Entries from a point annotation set
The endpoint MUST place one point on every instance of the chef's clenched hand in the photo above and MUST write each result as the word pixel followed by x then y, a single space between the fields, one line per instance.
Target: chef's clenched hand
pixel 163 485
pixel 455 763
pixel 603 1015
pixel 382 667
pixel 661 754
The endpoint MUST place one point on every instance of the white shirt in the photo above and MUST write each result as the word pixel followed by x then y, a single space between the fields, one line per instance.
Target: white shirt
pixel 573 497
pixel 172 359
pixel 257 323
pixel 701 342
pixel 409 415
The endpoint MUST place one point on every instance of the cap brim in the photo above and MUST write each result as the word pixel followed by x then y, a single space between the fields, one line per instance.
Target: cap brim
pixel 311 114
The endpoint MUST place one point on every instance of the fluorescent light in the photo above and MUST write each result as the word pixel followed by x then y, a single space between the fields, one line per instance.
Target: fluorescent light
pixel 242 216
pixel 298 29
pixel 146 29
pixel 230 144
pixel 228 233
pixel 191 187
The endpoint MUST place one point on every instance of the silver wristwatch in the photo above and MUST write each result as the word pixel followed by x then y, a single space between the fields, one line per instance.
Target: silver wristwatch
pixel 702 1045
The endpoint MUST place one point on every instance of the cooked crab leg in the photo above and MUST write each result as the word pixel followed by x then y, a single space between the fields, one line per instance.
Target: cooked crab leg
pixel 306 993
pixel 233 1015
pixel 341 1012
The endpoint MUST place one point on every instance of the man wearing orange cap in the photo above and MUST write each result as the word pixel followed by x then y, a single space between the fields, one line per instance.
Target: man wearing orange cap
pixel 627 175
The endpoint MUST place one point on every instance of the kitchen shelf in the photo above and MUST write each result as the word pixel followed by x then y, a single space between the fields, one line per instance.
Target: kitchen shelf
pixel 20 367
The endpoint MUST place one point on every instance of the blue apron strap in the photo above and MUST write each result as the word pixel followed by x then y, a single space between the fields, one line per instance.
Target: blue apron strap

*Your objective:*
Convert every line of the entries above into a Markdown table with two columns, Row and Line. Number the rows in order and leave out any blank lines.

*Right answer:*
| Row | Line |
|---|---|
| 1 | The endpoint MUST place one point on every instance of the chef's clenched hand in the photo above and MUST write each result as the word pixel followed by x then y, a single space between the fields, one line per instance. |
| 2 | Target: chef's clenched hand |
| 3 | pixel 163 485 |
| 4 | pixel 455 763 |
| 5 | pixel 603 1015 |
| 6 | pixel 382 667 |
| 7 | pixel 661 754 |
| 8 | The endpoint MUST place one point on every instance of the white shirt in the photo above and MUST write each result as the word pixel followed by x then y, a single space between the fields, one line per instance. |
| 9 | Target: white shirt |
| 10 | pixel 573 497 |
| 11 | pixel 172 359 |
| 12 | pixel 257 323 |
| 13 | pixel 701 342 |
| 14 | pixel 409 415 |
| 15 | The endpoint MUST place one point on every instance of the cap brim in the photo above and MUST write each result as the word pixel followed by x then y, a single space between the fields, one line per instance. |
| 16 | Target: cap brim |
| 17 | pixel 311 114 |
| 18 | The endpoint MUST place one point on every instance of the fluorescent light in the photo above and MUST write each result as the word pixel followed by x then y, a single space between the fields, one line per instance. |
| 19 | Target: fluorescent light |
| 20 | pixel 242 216 |
| 21 | pixel 298 29 |
| 22 | pixel 146 29 |
| 23 | pixel 230 144 |
| 24 | pixel 228 233 |
| 25 | pixel 191 187 |
| 26 | The endpoint MUST place one point on every instance of the silver wristwatch in the photo above and MUST write each result as the word pixel followed by x then y, a single space between the fields, one line per instance. |
| 27 | Target: silver wristwatch |
| 28 | pixel 702 1045 |
| 29 | The endpoint MUST place one point on every instance of the cooked crab leg in the photo above and MUST write each result as the word pixel followed by x then y, a single space between the fields, one line per instance. |
| 30 | Target: cooked crab leg |
| 31 | pixel 306 993 |
| 32 | pixel 233 1015 |
| 33 | pixel 341 1012 |
| 34 | The endpoint MUST place one point on every instance of the man wearing orange cap in the photo above and MUST write each result as the word pixel followed by x then y, a single space between the fields, one line per instance. |
| 35 | Target: man wearing orange cap |
| 36 | pixel 627 175 |
| 37 | The endpoint MUST place one point on every instance of the kitchen shelf in the photo above and MUST write each result as the word pixel followed by x then y, a single space between the fields, one line per instance. |
| 38 | Target: kitchen shelf |
| 39 | pixel 20 367 |
| 40 | The endpoint MUST place one point on every instance of the blue apron strap in the photo above and MUST write each result as the word pixel followed by x then y, a single space between the fields, one line per instance. |
| 41 | Target: blue apron strap |